» **Data listing**:
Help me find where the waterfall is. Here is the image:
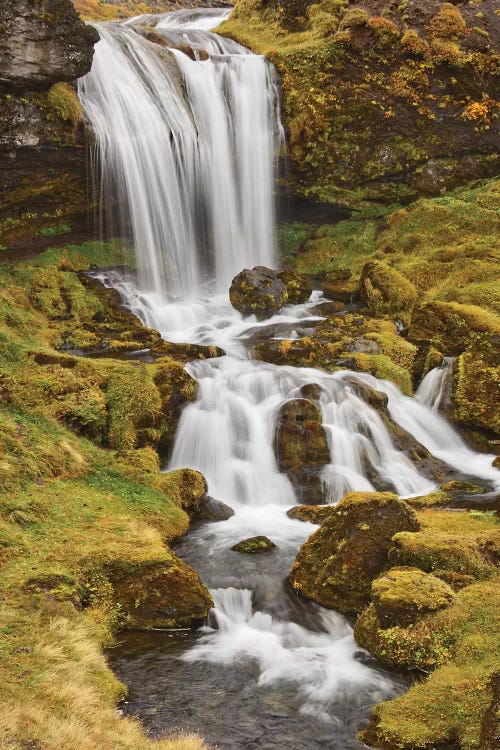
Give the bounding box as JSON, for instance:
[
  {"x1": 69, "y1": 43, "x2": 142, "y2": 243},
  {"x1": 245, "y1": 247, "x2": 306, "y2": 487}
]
[
  {"x1": 79, "y1": 10, "x2": 499, "y2": 750},
  {"x1": 415, "y1": 357, "x2": 456, "y2": 411},
  {"x1": 79, "y1": 10, "x2": 283, "y2": 299}
]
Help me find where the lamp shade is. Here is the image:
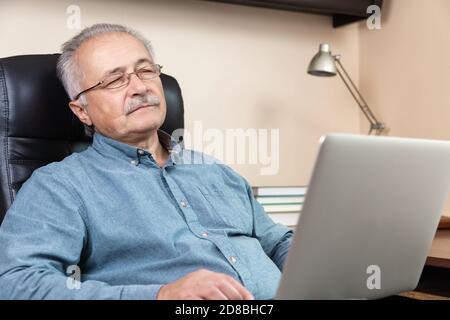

» **EXERCISE**: Please pick out and copy every line of the data above that contains the word "Help". Matching is case-sensitive.

» **RESULT OF THE EXERCISE**:
Help me find where the waterfall is. Here is the image:
Help me find where the lamp shade is. Here is the image:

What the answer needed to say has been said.